[Position identification listing]
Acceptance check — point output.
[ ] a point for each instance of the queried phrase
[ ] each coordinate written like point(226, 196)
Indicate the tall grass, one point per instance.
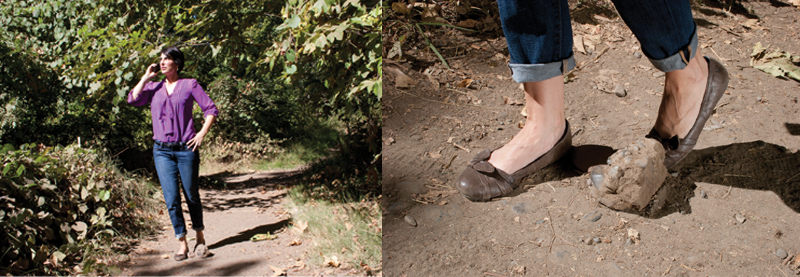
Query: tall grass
point(349, 233)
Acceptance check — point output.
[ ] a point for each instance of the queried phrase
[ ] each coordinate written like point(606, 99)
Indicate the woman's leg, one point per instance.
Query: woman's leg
point(189, 167)
point(543, 127)
point(667, 33)
point(539, 37)
point(167, 170)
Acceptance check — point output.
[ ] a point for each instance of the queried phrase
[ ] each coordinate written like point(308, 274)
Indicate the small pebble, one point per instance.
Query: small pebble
point(519, 208)
point(642, 163)
point(593, 216)
point(740, 218)
point(781, 253)
point(619, 90)
point(597, 177)
point(410, 220)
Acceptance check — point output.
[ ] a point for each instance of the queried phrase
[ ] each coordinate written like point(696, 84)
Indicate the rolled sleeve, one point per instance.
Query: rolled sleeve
point(144, 97)
point(202, 99)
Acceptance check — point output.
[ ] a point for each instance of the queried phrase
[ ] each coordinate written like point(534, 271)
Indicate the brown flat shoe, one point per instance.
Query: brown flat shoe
point(481, 181)
point(676, 148)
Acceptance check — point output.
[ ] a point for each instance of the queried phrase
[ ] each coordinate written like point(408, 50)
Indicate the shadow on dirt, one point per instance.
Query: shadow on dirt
point(246, 235)
point(227, 180)
point(753, 165)
point(215, 202)
point(227, 270)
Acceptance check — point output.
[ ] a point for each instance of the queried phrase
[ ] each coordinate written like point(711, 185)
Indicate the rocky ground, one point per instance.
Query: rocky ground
point(732, 207)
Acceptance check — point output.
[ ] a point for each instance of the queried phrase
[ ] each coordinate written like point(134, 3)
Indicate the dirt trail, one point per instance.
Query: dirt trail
point(239, 207)
point(726, 209)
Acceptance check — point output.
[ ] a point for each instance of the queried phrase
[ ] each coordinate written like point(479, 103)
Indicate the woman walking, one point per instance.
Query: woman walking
point(175, 150)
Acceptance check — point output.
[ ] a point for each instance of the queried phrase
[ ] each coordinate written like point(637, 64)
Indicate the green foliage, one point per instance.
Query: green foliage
point(331, 48)
point(59, 205)
point(351, 232)
point(272, 67)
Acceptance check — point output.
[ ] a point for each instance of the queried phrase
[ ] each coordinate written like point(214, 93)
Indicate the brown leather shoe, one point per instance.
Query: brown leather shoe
point(481, 181)
point(676, 148)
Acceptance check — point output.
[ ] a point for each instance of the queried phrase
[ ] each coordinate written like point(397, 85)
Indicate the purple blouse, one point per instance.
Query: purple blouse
point(172, 114)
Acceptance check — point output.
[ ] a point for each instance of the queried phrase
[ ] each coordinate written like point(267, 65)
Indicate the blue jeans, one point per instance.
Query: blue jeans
point(171, 164)
point(539, 34)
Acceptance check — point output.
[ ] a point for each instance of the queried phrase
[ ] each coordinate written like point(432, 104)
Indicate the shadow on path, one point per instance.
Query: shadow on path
point(272, 178)
point(180, 268)
point(246, 235)
point(753, 165)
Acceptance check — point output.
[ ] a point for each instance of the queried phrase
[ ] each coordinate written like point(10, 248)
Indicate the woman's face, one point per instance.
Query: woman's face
point(168, 66)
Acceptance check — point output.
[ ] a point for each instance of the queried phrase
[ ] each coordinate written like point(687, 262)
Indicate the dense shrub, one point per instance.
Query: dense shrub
point(64, 206)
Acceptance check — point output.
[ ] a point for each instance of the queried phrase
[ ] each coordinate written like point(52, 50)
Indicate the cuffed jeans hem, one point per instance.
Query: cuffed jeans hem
point(523, 73)
point(678, 60)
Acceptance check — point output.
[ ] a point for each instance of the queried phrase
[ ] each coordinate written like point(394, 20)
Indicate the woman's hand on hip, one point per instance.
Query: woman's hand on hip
point(196, 141)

Work to do
Copy the entire listing above word for word, omitting the pictures.

Written solution
Acceptance check — point output.
[ ] a point for each instance of the queried phrase
[ ] each coordinate written like point(226, 196)
Indicate the tall grass, one point per instance.
Query: tall grass
point(349, 233)
Acceptance check — point output.
[ ] a point for each instance of the queried phrase
[ ] each coordinate written like point(606, 99)
Indicate the woman's leg, one point per instance.
Query: woman's leg
point(189, 167)
point(543, 127)
point(667, 33)
point(539, 37)
point(167, 170)
Acceptance check — point output.
[ ] a point for each instance of the queried phrase
[ ] each coordinate written like point(308, 274)
Indicate the small pebble, one point per instance.
Query: small pebble
point(519, 208)
point(642, 163)
point(593, 216)
point(740, 218)
point(781, 253)
point(619, 90)
point(597, 177)
point(410, 220)
Acceptance check — point output.
[ ] a point for each instance of the queried phrase
[ ] each coordinate written like point(696, 84)
Indicate the rolled sleeve, one point per instance.
Query: rolled sleeve
point(144, 97)
point(202, 99)
Acceptance check — point output.
[ ] a point for each instance of the queried phrase
[ ] each coordinate written like point(534, 271)
Indicate the brown flat shoe, one point per instance.
Query: brown flat shoe
point(481, 181)
point(676, 148)
Acceptance check — point output.
[ ] a point for each instance of the queried phrase
[ ] each coordinate written like point(408, 50)
Indicate the shadow on dirt, one point per instance.
Query: shadow on dirt
point(246, 235)
point(227, 180)
point(753, 165)
point(215, 202)
point(227, 270)
Acceptance check — point output.
[ ] a point for each instance of the queried phrase
[ ] each coordinate written like point(711, 185)
Indicate the rocky ground, one point per instance.
Query: rocky ground
point(732, 207)
Acceptance check — point output.
[ ] a point for each instance of the queried phrase
[ ] each coordinate written like point(134, 3)
Indicate the dirt trail, one point per instance.
Query: dirt trail
point(239, 207)
point(726, 209)
Acceptance check — point output.
[ ] a point for each instance of the queried phrase
[ ] each coordinate written like point(479, 103)
Indicate the woman walking, one point per instance.
Query: woman walking
point(175, 150)
Acceptance check — point output.
[ ] a point for each instance of the queried phrase
[ ] each coordinate written like point(637, 64)
Indicate the green foliage, one point per instance.
Query: green foliage
point(331, 48)
point(59, 205)
point(351, 232)
point(272, 67)
Acceptance check — point output.
[ ] a point for each instance of the queried phrase
[ ] each coordinate written like point(214, 93)
Indicate the brown leather shoe, one point per instance.
Query: brown leather shoe
point(481, 181)
point(676, 148)
Acceptance check — point output.
[ ] a point for each instance of the queried phrase
[ ] each coordinate written like point(397, 85)
Indicate the purple blouse, one point per instance.
Query: purple blouse
point(172, 114)
Acceptance check — point output.
[ ] a point for each instance of the queried phrase
[ ] each coordinate written like point(267, 65)
Indicate the blue jeans, one point per instance.
Query: blue jeans
point(171, 164)
point(539, 34)
Acceptance check — point output.
[ ] a point for each instance of the queried phrase
[ ] each coordinate written like point(432, 104)
Indicate the shadow on path, one point per instance.
Query: shadow on path
point(272, 178)
point(180, 268)
point(246, 235)
point(753, 165)
Acceptance check — point output.
[ ] a point for each instance of the queried phrase
[ ] each coordinate written like point(10, 248)
Indicate the woman's face, one point per instance.
Query: woman's face
point(168, 66)
Acceptance check — point output.
[ ] a point for each instance of the queried phrase
[ ] each coordinate written like point(687, 262)
Indicate the dense shrub, one point per instance.
Query: dense shrub
point(64, 206)
Acceptance check — point output.
[ ] a point for each instance of the queried phrase
[ ] each coordinate written like point(52, 50)
Indicate the cuffed jeans hem, one point per instance.
Query: cuffed jeans hem
point(523, 73)
point(678, 60)
Acceptance check — point output.
[ ] a point for each instance of the queried phrase
[ ] each coordinate written like point(394, 20)
Indicate the woman's hand on hip, one point per instance.
Query: woman's hand on hip
point(196, 141)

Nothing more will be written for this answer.